Exercise>
Beneath this line are the data; copy exactly the part of them that opens with the line containing "Target: yellow shorts" and closes with the line containing "each like (81,378).", and only that part.

Data>

◆ ◆ ◆ ◆ ◆ ◆ ◆

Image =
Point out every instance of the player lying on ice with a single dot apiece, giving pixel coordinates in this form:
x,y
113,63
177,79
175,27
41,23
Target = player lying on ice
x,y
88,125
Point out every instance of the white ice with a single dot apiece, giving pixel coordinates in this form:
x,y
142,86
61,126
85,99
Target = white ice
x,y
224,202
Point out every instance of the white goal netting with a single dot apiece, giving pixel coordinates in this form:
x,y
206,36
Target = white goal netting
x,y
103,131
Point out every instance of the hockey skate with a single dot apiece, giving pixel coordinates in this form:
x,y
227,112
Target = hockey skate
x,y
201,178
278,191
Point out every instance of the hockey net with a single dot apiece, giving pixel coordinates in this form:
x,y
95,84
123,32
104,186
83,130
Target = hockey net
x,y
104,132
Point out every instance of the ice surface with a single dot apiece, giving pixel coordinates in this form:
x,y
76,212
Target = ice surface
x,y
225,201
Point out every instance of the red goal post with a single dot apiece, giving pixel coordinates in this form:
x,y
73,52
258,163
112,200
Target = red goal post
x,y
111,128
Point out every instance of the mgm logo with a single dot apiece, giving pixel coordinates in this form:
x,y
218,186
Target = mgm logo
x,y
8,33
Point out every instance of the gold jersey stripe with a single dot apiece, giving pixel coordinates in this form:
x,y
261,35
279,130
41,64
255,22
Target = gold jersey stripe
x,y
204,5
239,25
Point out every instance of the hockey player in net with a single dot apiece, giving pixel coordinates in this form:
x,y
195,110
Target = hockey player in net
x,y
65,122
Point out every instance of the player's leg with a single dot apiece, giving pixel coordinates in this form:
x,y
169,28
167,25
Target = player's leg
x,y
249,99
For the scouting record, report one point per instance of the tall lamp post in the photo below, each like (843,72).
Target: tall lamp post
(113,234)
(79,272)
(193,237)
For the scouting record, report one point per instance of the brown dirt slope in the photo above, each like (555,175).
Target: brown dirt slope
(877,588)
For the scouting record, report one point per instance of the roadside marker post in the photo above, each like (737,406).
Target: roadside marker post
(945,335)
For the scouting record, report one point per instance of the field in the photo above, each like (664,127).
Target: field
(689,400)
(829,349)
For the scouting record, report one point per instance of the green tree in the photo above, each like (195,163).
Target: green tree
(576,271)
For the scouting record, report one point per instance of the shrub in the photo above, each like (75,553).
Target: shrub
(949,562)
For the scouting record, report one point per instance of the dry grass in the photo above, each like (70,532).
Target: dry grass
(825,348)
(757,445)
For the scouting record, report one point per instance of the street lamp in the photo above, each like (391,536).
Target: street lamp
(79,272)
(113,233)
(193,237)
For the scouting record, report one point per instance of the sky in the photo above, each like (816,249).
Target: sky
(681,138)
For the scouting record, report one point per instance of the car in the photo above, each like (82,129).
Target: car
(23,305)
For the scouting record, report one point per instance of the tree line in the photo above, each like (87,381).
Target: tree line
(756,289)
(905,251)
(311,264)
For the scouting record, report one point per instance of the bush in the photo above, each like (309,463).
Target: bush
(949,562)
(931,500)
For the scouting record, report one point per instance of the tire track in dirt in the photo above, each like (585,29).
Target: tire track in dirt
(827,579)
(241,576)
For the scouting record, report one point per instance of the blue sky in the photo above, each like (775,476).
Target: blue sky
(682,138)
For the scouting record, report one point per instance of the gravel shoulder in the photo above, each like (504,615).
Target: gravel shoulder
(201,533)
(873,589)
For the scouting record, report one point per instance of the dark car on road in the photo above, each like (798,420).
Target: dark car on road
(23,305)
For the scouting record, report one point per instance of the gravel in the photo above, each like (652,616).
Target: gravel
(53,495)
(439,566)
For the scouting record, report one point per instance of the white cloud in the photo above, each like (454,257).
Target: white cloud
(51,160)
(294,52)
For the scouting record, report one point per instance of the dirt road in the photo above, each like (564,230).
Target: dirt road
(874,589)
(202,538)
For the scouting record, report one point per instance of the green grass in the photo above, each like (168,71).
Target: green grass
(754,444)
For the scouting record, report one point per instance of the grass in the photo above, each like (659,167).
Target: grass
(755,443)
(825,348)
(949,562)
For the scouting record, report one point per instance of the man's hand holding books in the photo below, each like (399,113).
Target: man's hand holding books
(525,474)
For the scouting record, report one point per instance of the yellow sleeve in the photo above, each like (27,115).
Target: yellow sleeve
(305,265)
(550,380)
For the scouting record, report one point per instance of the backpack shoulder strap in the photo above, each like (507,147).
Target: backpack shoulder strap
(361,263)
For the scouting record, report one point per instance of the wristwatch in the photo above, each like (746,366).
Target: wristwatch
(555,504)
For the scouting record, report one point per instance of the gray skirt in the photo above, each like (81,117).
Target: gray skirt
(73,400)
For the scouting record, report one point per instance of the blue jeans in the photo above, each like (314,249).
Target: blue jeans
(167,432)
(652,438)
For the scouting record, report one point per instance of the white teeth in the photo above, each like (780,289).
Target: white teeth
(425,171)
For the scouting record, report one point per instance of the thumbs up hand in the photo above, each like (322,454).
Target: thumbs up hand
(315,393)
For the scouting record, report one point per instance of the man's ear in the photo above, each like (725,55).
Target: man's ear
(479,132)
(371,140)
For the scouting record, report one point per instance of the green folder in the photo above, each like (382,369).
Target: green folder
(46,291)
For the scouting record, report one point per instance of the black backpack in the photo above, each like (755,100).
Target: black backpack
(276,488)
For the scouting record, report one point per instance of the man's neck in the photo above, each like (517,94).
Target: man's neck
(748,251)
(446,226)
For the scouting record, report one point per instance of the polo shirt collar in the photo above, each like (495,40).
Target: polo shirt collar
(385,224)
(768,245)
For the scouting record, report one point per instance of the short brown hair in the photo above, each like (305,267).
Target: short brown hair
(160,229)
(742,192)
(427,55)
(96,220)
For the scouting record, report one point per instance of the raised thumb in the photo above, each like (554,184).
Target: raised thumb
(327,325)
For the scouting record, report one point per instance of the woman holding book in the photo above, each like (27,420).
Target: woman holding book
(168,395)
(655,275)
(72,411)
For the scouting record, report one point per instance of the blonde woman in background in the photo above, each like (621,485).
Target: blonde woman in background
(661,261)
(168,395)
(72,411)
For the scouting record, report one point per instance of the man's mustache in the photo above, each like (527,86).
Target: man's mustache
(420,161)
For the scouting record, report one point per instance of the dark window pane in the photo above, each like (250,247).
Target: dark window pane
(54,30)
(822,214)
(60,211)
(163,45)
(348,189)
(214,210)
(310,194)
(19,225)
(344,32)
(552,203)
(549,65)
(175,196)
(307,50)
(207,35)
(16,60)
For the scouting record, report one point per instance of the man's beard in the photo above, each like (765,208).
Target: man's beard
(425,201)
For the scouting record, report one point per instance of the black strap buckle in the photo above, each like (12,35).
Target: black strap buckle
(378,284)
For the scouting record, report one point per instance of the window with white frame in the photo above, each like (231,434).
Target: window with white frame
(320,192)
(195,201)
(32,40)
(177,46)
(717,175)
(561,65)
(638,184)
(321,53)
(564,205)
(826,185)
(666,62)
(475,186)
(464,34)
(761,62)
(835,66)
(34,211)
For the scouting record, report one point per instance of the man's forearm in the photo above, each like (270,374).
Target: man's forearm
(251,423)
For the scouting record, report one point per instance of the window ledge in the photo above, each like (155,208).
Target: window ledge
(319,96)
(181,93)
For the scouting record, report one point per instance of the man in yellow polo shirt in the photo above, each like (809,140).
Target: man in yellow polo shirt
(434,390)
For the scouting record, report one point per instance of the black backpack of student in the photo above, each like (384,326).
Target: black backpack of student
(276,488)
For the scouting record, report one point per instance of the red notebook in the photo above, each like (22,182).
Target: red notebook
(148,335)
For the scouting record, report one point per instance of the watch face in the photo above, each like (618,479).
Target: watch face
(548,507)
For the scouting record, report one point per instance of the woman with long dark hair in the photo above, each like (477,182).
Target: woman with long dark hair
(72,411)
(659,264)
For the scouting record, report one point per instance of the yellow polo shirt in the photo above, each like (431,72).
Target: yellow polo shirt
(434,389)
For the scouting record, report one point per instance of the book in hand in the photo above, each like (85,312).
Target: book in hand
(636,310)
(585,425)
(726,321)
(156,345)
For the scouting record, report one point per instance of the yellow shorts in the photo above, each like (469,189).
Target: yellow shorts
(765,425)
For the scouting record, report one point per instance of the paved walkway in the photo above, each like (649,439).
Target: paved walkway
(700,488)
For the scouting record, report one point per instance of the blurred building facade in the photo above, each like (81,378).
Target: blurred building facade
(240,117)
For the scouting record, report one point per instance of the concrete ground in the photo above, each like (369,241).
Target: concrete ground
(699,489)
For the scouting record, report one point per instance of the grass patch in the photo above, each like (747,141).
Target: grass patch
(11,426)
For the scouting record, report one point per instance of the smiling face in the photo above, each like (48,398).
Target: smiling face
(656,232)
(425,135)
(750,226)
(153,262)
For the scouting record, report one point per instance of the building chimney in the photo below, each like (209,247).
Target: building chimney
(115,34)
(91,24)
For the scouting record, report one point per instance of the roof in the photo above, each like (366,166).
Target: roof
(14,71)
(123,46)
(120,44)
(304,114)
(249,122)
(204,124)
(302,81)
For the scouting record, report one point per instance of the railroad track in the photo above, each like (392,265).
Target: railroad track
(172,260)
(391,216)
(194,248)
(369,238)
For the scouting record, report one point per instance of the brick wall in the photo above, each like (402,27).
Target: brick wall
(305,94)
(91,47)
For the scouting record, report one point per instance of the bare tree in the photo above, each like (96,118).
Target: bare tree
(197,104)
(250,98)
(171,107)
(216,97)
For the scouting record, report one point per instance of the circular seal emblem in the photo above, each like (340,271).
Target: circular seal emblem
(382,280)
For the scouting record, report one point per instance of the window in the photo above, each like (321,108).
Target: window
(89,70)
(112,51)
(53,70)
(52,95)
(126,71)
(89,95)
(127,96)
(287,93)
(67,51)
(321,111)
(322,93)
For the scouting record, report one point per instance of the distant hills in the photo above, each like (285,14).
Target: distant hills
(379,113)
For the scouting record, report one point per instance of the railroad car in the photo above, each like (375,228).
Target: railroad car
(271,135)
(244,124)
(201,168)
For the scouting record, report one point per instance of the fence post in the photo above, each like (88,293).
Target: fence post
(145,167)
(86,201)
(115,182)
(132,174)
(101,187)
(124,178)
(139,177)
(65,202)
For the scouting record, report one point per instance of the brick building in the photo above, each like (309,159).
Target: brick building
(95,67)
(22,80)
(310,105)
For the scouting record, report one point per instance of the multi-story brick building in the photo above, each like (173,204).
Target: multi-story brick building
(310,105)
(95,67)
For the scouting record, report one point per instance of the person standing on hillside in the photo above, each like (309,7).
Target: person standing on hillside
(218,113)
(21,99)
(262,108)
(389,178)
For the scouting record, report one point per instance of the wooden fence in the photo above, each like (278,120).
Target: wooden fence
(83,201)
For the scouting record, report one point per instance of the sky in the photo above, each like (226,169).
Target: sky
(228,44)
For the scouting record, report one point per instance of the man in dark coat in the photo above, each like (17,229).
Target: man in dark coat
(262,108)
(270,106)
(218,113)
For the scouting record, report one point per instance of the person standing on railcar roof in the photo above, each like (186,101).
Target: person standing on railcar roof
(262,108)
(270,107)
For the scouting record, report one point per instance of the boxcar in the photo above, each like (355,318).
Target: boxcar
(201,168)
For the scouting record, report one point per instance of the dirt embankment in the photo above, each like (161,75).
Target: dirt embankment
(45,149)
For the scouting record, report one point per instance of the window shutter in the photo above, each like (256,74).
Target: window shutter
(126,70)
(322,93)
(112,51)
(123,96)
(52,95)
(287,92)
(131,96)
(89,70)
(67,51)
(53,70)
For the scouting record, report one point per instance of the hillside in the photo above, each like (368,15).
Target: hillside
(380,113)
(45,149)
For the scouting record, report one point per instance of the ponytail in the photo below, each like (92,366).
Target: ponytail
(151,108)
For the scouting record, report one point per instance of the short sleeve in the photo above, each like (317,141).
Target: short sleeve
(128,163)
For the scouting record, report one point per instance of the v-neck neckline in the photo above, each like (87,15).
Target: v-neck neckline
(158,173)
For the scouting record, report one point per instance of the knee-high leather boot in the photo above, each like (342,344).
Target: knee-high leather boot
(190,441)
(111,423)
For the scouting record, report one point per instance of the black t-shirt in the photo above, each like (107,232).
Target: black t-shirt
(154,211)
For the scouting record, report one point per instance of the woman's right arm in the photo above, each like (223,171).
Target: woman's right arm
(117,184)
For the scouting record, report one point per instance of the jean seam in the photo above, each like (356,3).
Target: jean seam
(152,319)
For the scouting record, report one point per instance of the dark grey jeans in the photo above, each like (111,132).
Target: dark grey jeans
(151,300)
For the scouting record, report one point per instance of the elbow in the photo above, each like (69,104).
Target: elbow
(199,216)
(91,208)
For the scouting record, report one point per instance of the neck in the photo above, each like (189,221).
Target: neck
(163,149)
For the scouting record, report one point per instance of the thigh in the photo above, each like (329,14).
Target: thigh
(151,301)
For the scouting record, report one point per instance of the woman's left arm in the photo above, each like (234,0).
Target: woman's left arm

◆ ◆ ◆ ◆ ◆ ◆ ◆

Solution to this exercise>
Target: yellow shorts
(765,425)
For the scouting record, report one point per instance of the paved walkway in the photo above, each like (649,439).
Target: paved walkway
(700,488)
For the scouting record, report one point per instance of the blurred building facade in the photo above, each like (81,378).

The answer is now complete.